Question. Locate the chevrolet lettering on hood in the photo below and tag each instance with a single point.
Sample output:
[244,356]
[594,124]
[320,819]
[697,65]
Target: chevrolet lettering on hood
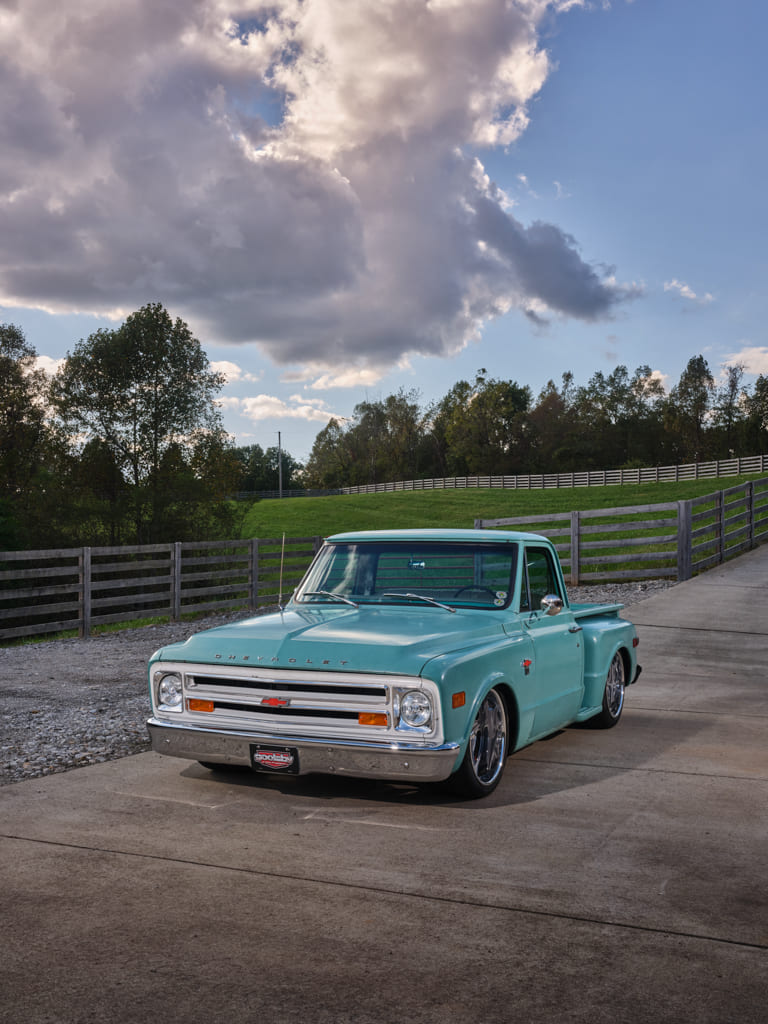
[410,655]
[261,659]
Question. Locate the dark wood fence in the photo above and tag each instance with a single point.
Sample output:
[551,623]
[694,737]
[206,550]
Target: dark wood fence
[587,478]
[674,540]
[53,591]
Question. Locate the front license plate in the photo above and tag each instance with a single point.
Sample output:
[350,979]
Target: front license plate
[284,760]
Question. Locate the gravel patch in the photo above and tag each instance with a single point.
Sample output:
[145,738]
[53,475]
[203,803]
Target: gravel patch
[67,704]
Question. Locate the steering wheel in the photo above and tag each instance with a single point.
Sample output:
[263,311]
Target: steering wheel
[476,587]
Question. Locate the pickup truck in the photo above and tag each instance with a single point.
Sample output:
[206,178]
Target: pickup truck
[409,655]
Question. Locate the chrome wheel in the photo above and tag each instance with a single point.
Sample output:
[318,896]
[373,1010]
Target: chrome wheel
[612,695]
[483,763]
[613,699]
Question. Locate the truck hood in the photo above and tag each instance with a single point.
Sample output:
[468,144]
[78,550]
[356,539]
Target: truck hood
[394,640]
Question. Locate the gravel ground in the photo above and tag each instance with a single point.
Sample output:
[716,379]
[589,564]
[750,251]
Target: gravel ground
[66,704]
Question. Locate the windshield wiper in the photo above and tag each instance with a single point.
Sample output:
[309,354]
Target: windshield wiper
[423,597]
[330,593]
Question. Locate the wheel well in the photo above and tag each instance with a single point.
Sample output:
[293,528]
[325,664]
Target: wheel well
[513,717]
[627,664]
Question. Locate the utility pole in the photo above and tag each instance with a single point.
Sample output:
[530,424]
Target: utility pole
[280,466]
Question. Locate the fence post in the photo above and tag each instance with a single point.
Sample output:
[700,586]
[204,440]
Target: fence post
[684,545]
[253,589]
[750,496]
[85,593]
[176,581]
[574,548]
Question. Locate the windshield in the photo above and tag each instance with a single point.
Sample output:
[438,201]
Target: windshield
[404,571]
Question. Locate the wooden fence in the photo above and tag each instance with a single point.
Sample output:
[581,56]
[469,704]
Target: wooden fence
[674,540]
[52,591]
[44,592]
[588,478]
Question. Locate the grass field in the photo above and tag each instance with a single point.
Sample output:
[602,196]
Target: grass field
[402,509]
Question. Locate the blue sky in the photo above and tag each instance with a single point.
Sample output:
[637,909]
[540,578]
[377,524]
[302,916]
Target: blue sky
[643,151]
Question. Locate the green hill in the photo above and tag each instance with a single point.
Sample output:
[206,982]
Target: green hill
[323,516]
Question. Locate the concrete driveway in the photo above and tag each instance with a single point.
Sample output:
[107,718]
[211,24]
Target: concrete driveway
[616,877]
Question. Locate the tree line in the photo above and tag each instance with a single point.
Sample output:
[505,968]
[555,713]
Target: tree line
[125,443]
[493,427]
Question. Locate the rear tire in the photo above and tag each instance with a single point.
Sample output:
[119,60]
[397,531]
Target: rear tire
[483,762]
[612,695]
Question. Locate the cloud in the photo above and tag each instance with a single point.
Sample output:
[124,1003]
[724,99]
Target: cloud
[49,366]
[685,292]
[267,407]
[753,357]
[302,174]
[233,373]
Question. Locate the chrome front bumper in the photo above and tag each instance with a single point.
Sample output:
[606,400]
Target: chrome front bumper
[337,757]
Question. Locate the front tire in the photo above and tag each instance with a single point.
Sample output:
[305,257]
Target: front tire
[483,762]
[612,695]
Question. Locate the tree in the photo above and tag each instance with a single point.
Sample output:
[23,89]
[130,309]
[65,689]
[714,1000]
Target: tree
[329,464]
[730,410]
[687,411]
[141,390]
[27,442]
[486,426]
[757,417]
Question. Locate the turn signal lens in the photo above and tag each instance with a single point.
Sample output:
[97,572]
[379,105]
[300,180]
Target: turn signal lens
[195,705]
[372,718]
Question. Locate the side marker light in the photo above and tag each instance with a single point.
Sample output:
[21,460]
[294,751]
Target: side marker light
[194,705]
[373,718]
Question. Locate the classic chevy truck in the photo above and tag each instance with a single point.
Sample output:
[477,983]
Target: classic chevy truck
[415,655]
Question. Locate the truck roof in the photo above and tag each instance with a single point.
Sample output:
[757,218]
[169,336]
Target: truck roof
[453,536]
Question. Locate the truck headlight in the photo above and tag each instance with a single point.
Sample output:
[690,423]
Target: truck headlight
====================
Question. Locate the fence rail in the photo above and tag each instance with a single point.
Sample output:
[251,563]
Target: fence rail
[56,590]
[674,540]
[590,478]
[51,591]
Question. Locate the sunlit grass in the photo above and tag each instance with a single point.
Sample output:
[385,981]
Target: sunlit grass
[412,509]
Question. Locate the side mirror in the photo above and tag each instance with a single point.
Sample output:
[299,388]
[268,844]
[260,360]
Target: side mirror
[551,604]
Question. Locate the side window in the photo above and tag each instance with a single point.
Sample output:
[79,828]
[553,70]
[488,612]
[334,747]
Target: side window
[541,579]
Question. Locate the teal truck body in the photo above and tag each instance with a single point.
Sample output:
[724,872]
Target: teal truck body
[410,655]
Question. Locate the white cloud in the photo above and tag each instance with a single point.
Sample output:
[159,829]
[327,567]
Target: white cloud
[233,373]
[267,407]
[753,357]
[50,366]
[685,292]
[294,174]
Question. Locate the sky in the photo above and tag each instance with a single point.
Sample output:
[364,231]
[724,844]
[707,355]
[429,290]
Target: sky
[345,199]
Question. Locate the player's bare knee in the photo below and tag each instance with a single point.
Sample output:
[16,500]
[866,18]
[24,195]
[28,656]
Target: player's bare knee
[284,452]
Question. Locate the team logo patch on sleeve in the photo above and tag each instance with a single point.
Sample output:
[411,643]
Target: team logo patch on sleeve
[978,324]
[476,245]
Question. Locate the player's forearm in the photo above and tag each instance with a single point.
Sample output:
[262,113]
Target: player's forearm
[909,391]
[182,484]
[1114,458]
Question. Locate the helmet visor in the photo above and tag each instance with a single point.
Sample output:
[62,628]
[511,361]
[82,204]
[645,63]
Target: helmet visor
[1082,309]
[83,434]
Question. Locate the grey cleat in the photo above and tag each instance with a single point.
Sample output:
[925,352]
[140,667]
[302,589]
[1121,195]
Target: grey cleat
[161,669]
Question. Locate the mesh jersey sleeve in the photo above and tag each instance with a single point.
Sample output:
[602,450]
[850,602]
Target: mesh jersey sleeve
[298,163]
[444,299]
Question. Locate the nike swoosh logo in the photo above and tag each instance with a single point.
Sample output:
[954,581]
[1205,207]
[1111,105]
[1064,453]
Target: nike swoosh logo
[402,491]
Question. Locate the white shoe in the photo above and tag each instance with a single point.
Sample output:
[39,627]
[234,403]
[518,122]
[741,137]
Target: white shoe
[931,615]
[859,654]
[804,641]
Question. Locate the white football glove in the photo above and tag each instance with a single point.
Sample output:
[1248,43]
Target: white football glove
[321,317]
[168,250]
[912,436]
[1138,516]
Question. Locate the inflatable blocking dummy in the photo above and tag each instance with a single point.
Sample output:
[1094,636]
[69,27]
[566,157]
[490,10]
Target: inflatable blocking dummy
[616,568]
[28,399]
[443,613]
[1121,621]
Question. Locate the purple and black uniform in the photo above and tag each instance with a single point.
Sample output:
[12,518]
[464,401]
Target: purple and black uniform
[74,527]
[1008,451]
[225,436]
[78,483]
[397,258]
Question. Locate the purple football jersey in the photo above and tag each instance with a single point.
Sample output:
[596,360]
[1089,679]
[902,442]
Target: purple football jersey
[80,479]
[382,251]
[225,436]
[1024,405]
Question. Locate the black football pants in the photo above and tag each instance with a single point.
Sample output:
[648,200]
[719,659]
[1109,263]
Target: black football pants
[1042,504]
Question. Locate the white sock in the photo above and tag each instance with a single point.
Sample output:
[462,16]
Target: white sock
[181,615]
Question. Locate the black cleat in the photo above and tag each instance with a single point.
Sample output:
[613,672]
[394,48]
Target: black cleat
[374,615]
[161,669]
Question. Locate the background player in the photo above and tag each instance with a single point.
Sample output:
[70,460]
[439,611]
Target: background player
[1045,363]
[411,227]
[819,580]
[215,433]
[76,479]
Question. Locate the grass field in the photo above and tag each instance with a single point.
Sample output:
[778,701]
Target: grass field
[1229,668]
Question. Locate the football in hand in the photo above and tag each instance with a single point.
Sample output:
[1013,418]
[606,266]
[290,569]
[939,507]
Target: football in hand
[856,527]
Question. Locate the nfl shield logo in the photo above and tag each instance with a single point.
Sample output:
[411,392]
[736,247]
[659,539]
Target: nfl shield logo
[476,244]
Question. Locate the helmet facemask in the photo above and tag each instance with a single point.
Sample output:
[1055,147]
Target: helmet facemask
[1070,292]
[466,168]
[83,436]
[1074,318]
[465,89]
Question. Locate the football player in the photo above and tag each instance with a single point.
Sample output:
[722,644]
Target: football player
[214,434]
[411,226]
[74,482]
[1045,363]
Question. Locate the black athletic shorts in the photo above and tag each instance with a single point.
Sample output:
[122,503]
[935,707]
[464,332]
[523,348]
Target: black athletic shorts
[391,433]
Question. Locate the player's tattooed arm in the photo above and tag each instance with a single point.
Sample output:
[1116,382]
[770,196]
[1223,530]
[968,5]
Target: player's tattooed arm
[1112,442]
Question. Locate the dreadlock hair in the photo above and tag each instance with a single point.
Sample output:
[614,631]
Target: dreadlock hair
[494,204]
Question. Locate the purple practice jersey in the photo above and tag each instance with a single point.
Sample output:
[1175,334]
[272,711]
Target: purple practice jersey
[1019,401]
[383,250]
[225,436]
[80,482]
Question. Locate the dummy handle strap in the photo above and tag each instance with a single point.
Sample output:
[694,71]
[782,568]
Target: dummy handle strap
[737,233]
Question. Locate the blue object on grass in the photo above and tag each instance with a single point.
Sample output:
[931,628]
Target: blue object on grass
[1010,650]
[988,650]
====================
Job: Pull out every line of the records above that contains the word "nike". Case counts.

Finished answer:
Question. Locate the nike swoosh logo in the photo above and tag each instance with a single point.
Target: nike swoosh logo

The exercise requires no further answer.